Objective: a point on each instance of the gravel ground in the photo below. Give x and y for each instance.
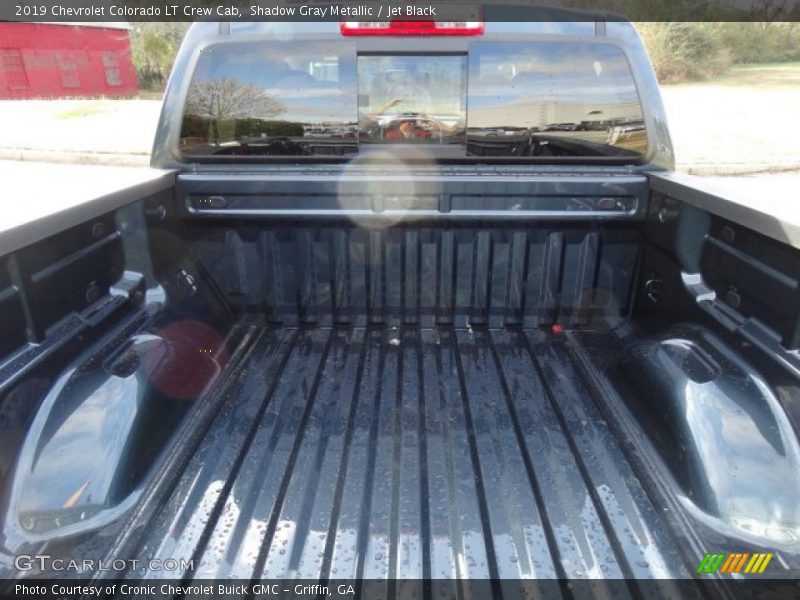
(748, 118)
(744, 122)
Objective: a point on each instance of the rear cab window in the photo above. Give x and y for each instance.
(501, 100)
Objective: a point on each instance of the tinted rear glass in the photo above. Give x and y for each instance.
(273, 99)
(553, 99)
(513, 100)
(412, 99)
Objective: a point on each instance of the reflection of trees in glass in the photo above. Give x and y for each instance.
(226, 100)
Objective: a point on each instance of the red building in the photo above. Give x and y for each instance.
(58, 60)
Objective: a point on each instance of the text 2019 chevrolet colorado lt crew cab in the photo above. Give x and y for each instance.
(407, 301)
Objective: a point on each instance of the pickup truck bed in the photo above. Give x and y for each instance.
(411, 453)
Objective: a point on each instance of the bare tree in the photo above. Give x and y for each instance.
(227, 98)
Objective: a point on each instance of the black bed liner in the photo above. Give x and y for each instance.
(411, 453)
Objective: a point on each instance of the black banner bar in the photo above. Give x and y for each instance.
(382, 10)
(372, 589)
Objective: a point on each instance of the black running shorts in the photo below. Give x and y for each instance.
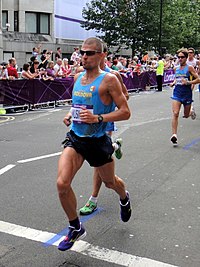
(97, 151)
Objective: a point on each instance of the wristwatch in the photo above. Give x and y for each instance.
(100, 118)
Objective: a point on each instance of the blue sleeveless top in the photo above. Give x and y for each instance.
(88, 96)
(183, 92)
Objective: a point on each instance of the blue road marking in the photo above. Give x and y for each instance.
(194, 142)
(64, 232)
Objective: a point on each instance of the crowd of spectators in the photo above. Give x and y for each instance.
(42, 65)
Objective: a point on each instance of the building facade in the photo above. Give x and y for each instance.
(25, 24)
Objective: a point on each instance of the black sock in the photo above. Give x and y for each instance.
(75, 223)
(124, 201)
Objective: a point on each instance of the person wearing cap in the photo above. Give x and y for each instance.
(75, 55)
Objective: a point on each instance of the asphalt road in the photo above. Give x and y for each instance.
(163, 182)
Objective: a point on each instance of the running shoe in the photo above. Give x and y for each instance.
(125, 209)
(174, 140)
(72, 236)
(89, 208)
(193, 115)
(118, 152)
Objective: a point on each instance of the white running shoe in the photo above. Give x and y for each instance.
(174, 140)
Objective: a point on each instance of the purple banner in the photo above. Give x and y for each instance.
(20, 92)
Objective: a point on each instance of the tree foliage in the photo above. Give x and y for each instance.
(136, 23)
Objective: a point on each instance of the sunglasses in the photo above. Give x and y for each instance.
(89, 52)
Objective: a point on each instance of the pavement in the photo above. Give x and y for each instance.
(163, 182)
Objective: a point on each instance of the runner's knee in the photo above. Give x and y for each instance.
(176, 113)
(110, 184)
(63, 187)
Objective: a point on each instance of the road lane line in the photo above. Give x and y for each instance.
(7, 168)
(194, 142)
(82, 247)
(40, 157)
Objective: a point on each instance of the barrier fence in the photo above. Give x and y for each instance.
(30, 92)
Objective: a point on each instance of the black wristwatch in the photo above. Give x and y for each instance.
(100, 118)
......
• [Your goal]: Quote verbatim the line containing "Objective: a point on each instance of the person" and every line after it through the end of the records above.

• [Exercise solution]:
Objective: a point on each instance of the person wearing cap in the photo above. Give x and y for each instance.
(75, 55)
Objective: a point on each instance of the asphalt road in the photo above. Give x and y for each instance.
(163, 182)
Objective: a point on each instance of the running shoe in the photo above. Give x and y for each instance.
(125, 209)
(174, 140)
(72, 236)
(89, 208)
(193, 115)
(118, 152)
Objective: a point on each instance of the white running shoe in the photo above. Give x and y for each instance.
(174, 140)
Objective: a point on each instance of the purple banner in the photo above. Give x and y for each instance.
(20, 92)
Objective: a point on each instance of the tree foliage in the photo above. Give x and y for each instance.
(136, 23)
Objective: a point on each instance of the sunglasses in the photo above. Give x and y for each instance.
(89, 52)
Objective: a point on each instance of the pavement in the photo above. Give x and y for each instance.
(163, 182)
Objective: a point on each instance of the runner's knee in the photo above. Give x and y for each instance.
(176, 113)
(110, 184)
(63, 187)
Objective: a point on each instance of the road lane line in the photo above. Give x and y for each instance.
(7, 168)
(194, 142)
(82, 247)
(40, 157)
Objective: a point on each instance of the barrier fence in the photo above. Give x and y for each instance.
(30, 92)
Objective: a point on each instance of the black wristwatch in the photo above. Give x and y for each instance.
(100, 118)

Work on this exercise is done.